Recast the items below as a JSON list of strings, one string per line and no strings for blank lines.

** start Recorded information **

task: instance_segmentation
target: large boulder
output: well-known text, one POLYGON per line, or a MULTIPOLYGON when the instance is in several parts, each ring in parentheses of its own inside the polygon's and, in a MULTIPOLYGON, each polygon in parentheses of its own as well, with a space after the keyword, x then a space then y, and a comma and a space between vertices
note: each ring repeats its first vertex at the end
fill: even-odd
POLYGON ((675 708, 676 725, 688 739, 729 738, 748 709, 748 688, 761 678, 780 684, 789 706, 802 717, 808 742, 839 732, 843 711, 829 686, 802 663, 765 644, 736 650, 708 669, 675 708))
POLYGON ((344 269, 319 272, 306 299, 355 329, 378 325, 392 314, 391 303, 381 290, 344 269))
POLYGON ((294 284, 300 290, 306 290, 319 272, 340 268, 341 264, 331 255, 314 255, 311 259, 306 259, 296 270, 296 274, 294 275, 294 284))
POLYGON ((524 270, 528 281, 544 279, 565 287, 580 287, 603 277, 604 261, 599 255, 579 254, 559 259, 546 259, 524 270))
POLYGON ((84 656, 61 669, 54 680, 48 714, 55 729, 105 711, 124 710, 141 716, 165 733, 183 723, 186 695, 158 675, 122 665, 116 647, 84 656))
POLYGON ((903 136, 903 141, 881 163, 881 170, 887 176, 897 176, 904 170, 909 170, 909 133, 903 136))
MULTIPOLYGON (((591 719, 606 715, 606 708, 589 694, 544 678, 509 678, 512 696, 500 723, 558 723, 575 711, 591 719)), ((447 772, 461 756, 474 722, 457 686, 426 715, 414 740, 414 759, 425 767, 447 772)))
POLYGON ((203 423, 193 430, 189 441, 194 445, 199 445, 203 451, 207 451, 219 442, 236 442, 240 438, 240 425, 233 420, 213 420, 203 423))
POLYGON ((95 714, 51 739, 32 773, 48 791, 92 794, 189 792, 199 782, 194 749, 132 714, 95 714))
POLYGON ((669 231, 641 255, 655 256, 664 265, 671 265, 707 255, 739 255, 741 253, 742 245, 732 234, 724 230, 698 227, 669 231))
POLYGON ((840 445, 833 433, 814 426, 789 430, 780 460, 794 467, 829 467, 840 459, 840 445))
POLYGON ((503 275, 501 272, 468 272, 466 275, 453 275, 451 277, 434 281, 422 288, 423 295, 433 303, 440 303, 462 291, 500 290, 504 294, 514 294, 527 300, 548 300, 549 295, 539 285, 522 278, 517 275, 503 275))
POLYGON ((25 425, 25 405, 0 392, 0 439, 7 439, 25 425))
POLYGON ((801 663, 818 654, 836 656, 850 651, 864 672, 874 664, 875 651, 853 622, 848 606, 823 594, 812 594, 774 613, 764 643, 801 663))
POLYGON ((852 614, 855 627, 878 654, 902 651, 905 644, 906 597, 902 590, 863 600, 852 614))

** end Recorded information **

Expected answer:
[
  "task: instance_segmentation",
  "target: large boulder",
  "output: well-known text, one POLYGON per line, or a MULTIPOLYGON when the instance is in several parts, each ring in parentheses of its own inside the polygon's and, in a MULTIPOLYGON, each polygon in parentheses of its own as well, with a space after the keyword, x then a space then y, and a comma and a space between vertices",
  "note: each ring repeats its first vertex at the end",
  "fill: even-odd",
  "POLYGON ((675 708, 676 725, 688 739, 729 738, 748 709, 748 688, 761 678, 780 684, 789 706, 802 717, 808 742, 839 732, 843 711, 829 686, 802 663, 765 644, 736 650, 708 669, 675 708))",
  "POLYGON ((344 269, 319 272, 306 299, 355 329, 378 325, 392 314, 391 303, 381 290, 344 269))",
  "POLYGON ((294 284, 300 290, 306 290, 319 272, 340 268, 341 264, 331 255, 314 255, 311 259, 306 259, 296 270, 296 274, 294 275, 294 284))",
  "POLYGON ((524 270, 528 281, 544 279, 565 287, 580 287, 603 277, 604 261, 599 255, 579 254, 559 259, 546 259, 524 270))",
  "POLYGON ((84 656, 61 669, 54 680, 48 714, 55 729, 105 711, 124 710, 141 716, 165 733, 183 723, 186 695, 158 675, 122 665, 116 647, 84 656))",
  "POLYGON ((903 136, 903 141, 881 163, 881 170, 887 176, 897 176, 904 170, 909 170, 909 133, 903 136))",
  "MULTIPOLYGON (((591 719, 606 715, 606 708, 589 694, 544 678, 509 678, 512 696, 500 723, 558 723, 575 711, 591 719)), ((447 772, 461 756, 474 722, 457 686, 426 715, 414 740, 414 759, 425 767, 447 772)))",
  "POLYGON ((203 423, 193 430, 189 441, 194 445, 199 445, 203 451, 207 451, 219 442, 236 442, 240 438, 240 425, 233 420, 213 420, 203 423))",
  "POLYGON ((95 714, 51 739, 32 773, 48 791, 92 794, 189 792, 199 782, 194 749, 132 714, 95 714))",
  "POLYGON ((669 231, 641 255, 655 256, 664 265, 671 265, 707 255, 739 255, 741 253, 742 245, 732 234, 724 230, 698 227, 669 231))",
  "POLYGON ((840 445, 833 433, 814 426, 789 430, 780 460, 794 467, 829 467, 840 459, 840 445))",
  "POLYGON ((503 275, 501 272, 468 272, 466 275, 453 275, 451 277, 434 281, 422 288, 423 295, 433 303, 440 303, 462 291, 500 290, 504 294, 514 294, 527 300, 548 300, 549 295, 539 285, 522 278, 517 275, 503 275))",
  "POLYGON ((25 425, 25 405, 0 392, 0 439, 7 439, 25 425))",
  "POLYGON ((801 663, 818 654, 836 656, 850 651, 864 672, 874 664, 875 651, 853 622, 848 606, 823 594, 812 594, 774 613, 764 643, 801 663))",
  "POLYGON ((852 614, 855 627, 878 654, 902 651, 905 644, 906 597, 902 590, 863 600, 852 614))"
]